Image location labeling rows:
►

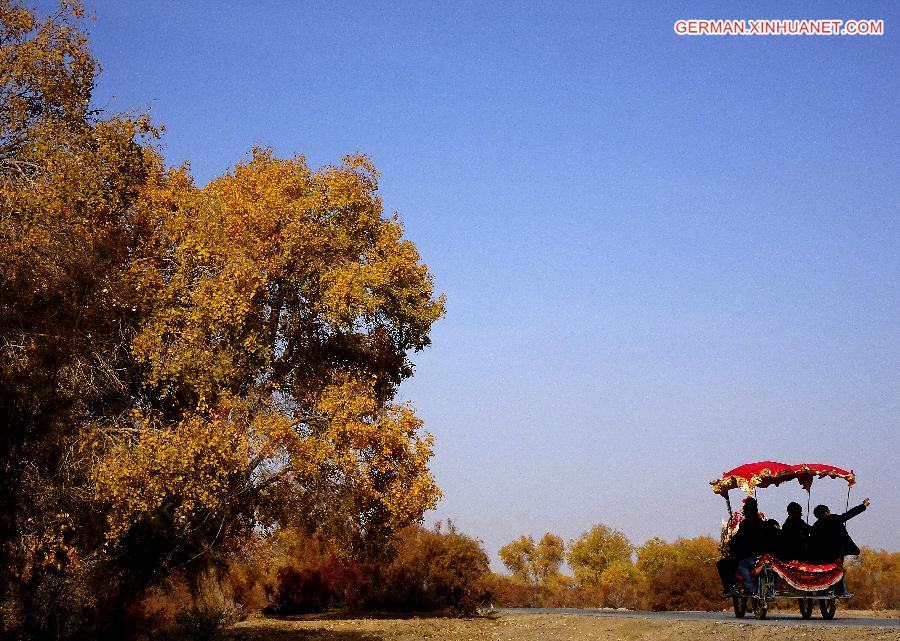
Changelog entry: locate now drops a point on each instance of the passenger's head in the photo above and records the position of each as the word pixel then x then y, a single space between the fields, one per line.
pixel 751 507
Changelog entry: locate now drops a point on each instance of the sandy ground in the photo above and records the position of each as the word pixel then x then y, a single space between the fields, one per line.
pixel 537 628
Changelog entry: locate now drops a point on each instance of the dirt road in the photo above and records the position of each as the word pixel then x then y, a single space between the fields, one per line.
pixel 546 627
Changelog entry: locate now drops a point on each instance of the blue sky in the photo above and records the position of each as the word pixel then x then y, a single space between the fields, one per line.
pixel 663 256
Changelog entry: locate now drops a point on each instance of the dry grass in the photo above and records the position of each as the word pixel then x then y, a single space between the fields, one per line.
pixel 538 628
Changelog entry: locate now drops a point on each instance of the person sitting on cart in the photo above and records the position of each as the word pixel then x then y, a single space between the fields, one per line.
pixel 771 537
pixel 748 543
pixel 829 540
pixel 795 535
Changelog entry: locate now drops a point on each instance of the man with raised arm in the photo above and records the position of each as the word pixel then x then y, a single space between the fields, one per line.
pixel 829 540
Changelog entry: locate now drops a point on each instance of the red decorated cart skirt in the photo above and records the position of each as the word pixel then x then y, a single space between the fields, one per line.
pixel 801 575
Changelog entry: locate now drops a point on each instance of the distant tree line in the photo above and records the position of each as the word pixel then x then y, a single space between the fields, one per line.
pixel 608 571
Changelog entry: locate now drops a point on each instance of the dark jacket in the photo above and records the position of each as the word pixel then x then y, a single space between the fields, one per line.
pixel 795 540
pixel 830 540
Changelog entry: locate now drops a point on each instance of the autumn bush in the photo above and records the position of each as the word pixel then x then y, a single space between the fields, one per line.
pixel 432 569
pixel 874 579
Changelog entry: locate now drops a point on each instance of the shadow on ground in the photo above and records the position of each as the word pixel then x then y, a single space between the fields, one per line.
pixel 263 632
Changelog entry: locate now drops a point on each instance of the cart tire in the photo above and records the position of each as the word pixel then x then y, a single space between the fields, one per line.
pixel 760 609
pixel 806 608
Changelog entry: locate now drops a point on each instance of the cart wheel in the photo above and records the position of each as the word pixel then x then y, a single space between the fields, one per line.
pixel 806 606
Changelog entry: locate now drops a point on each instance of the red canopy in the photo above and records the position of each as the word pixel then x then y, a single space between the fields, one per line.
pixel 765 473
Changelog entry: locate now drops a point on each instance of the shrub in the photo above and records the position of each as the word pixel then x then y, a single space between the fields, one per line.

◄

Copy out every row above, substituting "places a marker on" wherever "drops a point on" appears and changing nothing else. Omit the pictures from your copy.

Changelog entry: locate now places a marker on each instance of the passenger's head in the photo above and records the position of each as the word pixel then x then y, a single space between the fields, one per line.
pixel 751 507
Changelog entry: locate now places a marker on each instance of the sandy ground in the photo above and records the position of each as the word pixel then x then y, a single space between the fields, one per line.
pixel 537 628
Changelog entry: locate now places a marker on each instance of the dirt road in the photo above and records the position of each as the word pixel then x then y, a single space between the fields, one per line.
pixel 546 627
Changelog entry: locate now places a marker on each instance of the blue sky in the photo above and records the position of each as the word pixel then x then y, a single space between the fields, one per line.
pixel 663 256
Changelog entry: locate now places a marker on each instance of the dry grass in the photo above and records the position of each as the word pixel then x then y, a single space between the fields, one per line.
pixel 538 628
Changelog entry: locate now places a marker on each instance of the person sitting on cart in the photo above and records the position of each as the word pixel then x then y, a single space between the fields, one per line.
pixel 771 537
pixel 748 543
pixel 829 540
pixel 795 535
Changelog entry: locate now places a marker on each instance of the man with raised arm in the photo above and records the position of each as the word pixel then x then y, a single space between the fields, one per line.
pixel 829 540
Changelog entry: locate now places a marker on each instance of the red decorated cart skirt in the photo above and records the position of each as the word pixel then x then y, a single space between the fields, one per line.
pixel 801 575
Changelog entry: locate now places a marker on each instance of the distant tree line in the photo above and records the position of each as the word pixel then x then y, a single space between the fields, one per line.
pixel 608 571
Changelog entry: locate now places a marker on each instance of the dark jacket in the photo above and records the position of each as the word pixel then x then y, a single space between the fields, one per line.
pixel 795 540
pixel 830 540
Changelog entry: locate now places a marker on each instance of the autumn bush in the photo above and records the position of each as the word pixel then x then y, a single space between the fields, one per line.
pixel 432 569
pixel 874 579
Changelog entry: locate now places a marker on each instance of the shadow on ground in the photo above and records the position of each as the word pixel then x then y, a single space between the fields, one per line.
pixel 263 632
Changelog entry: locate now places a marker on each instance of the cart tire in the photo above and records the position of each as the word pixel then x then y, a single space between the fields, one per line.
pixel 760 609
pixel 806 608
Changelog entry: locate now places a marker on each instance of the cart wheel in the photo above and records the position of each as the word pixel then x then y, a single space between the fields, one per line.
pixel 806 606
Changelog entry: locate now places a marker on each instance of the red canopy in the photo above and records the position of each as the word pixel then x then y, a single space between the fields, one per line.
pixel 765 473
Changelog entry: locate now places a marker on each instance of the shrub in the photo above and records the position of each as the word pixel then x then y, a single space between the fields, one per line.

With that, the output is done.